Work required - Copy the lines word for word, from the line containing "Category: rocky mountain" through the line containing "pixel 186 256", both ends included. Leave the pictures out of your copy.

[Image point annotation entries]

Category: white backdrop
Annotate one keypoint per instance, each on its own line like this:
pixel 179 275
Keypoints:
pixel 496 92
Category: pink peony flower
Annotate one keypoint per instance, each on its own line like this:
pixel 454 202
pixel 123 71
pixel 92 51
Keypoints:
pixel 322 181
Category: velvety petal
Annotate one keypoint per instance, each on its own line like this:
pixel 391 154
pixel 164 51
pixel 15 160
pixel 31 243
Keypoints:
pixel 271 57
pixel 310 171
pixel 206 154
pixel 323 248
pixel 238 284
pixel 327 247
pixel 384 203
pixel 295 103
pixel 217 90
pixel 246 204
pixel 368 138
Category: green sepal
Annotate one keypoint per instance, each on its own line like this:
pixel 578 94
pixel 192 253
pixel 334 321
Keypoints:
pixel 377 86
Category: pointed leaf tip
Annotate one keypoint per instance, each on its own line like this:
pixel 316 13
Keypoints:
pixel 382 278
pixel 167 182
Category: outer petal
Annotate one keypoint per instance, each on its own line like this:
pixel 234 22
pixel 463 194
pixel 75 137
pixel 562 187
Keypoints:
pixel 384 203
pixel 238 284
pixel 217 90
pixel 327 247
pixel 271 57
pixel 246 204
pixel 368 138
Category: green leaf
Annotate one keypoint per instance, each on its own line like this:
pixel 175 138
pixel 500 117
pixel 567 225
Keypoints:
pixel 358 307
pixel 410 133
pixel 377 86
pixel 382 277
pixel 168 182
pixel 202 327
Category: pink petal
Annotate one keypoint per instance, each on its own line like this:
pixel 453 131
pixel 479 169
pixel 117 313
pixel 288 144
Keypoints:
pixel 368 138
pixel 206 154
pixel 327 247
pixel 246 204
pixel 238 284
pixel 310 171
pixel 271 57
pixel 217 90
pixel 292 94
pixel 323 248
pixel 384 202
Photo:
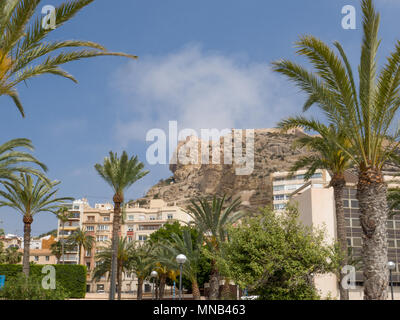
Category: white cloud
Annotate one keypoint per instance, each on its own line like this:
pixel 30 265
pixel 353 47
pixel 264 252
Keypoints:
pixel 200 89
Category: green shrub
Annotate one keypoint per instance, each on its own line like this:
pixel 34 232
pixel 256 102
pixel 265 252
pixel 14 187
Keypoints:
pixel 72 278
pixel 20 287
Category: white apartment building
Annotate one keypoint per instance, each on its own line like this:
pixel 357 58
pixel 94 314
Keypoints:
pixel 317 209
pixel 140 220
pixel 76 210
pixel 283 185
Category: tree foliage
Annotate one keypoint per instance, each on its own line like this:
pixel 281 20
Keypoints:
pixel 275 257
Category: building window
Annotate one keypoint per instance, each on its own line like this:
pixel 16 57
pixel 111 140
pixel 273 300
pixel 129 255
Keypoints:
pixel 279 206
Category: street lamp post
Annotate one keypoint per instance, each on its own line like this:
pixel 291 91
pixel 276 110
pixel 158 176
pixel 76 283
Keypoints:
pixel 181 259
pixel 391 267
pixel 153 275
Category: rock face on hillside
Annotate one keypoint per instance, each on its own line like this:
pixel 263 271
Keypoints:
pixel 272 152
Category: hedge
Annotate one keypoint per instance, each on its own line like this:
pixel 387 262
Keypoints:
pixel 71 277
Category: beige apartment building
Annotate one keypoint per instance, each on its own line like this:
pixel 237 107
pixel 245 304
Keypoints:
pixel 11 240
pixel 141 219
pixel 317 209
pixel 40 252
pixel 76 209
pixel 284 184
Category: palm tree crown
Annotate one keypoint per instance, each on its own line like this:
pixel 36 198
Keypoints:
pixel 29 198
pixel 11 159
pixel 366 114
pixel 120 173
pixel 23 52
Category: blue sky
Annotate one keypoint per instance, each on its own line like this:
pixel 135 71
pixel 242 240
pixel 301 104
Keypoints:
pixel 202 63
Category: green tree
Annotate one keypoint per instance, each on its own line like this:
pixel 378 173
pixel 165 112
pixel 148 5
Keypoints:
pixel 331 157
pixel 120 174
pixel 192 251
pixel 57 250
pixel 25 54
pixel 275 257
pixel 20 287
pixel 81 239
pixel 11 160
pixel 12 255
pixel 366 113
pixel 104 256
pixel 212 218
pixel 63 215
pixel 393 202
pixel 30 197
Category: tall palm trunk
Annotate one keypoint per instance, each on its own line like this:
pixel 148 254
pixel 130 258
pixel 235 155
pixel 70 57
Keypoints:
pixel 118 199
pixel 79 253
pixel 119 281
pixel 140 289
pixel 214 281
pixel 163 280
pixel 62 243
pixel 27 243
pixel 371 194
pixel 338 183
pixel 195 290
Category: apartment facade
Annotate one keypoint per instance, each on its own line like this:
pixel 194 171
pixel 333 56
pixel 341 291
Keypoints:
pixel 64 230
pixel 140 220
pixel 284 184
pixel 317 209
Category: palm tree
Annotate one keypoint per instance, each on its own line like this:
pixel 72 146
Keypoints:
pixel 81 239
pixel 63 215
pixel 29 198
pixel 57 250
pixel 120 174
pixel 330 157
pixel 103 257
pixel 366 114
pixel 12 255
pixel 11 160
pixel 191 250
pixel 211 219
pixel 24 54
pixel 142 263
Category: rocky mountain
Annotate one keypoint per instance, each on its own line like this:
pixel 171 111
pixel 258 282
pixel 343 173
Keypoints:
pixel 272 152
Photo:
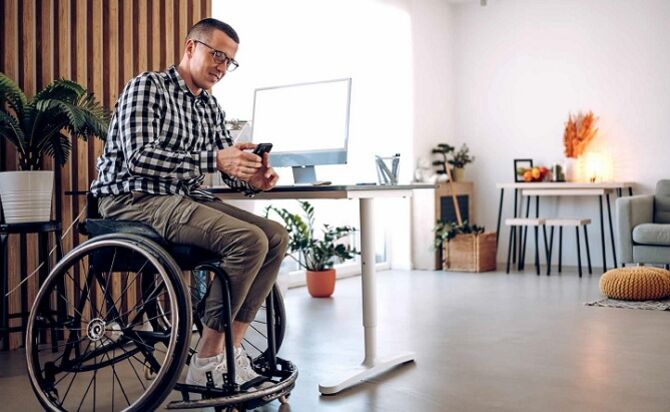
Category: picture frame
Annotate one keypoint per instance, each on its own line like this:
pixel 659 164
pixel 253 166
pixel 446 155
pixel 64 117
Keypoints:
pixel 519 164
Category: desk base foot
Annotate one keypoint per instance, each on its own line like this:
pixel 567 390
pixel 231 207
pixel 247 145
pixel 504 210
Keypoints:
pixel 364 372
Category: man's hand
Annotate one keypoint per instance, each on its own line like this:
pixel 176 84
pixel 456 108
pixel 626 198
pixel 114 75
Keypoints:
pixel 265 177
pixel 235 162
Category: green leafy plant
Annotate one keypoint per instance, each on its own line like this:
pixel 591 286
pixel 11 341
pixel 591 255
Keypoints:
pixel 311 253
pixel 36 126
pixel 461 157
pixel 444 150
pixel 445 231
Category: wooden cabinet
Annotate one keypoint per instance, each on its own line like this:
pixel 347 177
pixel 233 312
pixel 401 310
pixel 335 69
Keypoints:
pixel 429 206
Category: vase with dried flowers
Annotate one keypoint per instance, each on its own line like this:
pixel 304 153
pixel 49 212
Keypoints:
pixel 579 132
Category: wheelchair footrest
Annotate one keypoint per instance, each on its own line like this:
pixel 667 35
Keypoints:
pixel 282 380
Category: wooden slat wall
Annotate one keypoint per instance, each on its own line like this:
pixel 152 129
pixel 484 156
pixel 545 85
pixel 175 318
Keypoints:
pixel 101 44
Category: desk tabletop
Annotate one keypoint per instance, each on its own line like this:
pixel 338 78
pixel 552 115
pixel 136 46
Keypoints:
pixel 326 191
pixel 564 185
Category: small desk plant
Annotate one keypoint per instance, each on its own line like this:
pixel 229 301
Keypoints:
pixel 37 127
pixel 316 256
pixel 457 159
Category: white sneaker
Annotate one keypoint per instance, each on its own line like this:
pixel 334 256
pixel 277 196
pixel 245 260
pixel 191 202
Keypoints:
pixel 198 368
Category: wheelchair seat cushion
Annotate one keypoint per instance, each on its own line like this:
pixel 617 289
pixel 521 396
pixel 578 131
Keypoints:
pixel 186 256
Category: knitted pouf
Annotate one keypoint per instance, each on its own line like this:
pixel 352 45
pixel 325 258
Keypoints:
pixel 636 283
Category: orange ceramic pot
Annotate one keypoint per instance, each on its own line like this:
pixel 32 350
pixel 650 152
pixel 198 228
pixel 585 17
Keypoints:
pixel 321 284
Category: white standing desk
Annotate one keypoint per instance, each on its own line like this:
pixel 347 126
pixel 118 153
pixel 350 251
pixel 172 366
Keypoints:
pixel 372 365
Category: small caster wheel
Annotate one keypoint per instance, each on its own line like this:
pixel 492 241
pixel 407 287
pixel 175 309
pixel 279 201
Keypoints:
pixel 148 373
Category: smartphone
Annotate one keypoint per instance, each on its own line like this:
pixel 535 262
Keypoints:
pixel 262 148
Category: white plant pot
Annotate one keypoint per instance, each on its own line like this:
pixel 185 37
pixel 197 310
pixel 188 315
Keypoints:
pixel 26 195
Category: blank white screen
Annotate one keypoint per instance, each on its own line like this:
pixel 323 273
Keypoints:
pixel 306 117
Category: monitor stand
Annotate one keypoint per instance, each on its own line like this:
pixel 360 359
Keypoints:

Response -
Category: rocky mountain
Annotate one keypoint per instance, each on its own line like this:
pixel 171 111
pixel 258 282
pixel 343 173
Keypoints:
pixel 272 152
Photo:
Category: picture frame
Annotate one keypoint per instance, each on its own line like this:
pixel 659 164
pixel 253 166
pixel 446 155
pixel 64 117
Keypoints:
pixel 519 164
Category: desk base foot
Annotate one keypoint per instance, each on its own line like this:
pixel 567 390
pixel 231 207
pixel 247 145
pixel 504 210
Keypoints:
pixel 364 372
Category: man's hand
Annotate one keypoint per instance, each on its own line like this:
pixel 176 84
pixel 456 108
pixel 626 198
pixel 114 75
Keypoints:
pixel 265 177
pixel 235 162
Category: green leafy plant
Annotate one keypoint per instance, each on its own line like this:
pixel 591 286
pixel 11 341
pixel 591 255
Keypoints:
pixel 311 253
pixel 36 126
pixel 461 157
pixel 444 150
pixel 445 231
Category: wooden cabinet
Annotate one keypoint per instance, each on its own line like this:
pixel 347 177
pixel 233 312
pixel 401 310
pixel 335 69
Keypoints:
pixel 429 206
Category: vase with dried flowers
Annotate one keypoint per instance, each on its own line like this:
pixel 304 153
pixel 49 212
Keypoints:
pixel 579 132
Category: wheelchair footrest
Annotate one keypoint per instance, each on its own line like this:
pixel 667 35
Keypoints:
pixel 282 380
Category: wooden slat wall
Annotate one keypoint per instance, each on its own line like this:
pixel 152 129
pixel 484 156
pixel 545 85
pixel 175 318
Keypoints:
pixel 101 44
Category: desk tabletop
Annotate one keypoint per instance, each on its own line like this:
pixel 338 78
pixel 552 115
pixel 136 46
Keypoints:
pixel 326 191
pixel 564 185
Category: small desk plant
Annotate one keypoint per instance, each on its own line like this:
pixel 229 301
Keypoints:
pixel 37 127
pixel 316 256
pixel 457 159
Category: white sneaker
Annotate one keypoint per instance, each on its own line like this:
pixel 334 256
pixel 277 196
pixel 245 260
pixel 191 202
Keypoints:
pixel 198 368
Category: wheelchair seat cushion
Annotate one keypoint per instance, each on its own line like this:
pixel 617 289
pixel 521 396
pixel 578 131
Keypoints:
pixel 186 256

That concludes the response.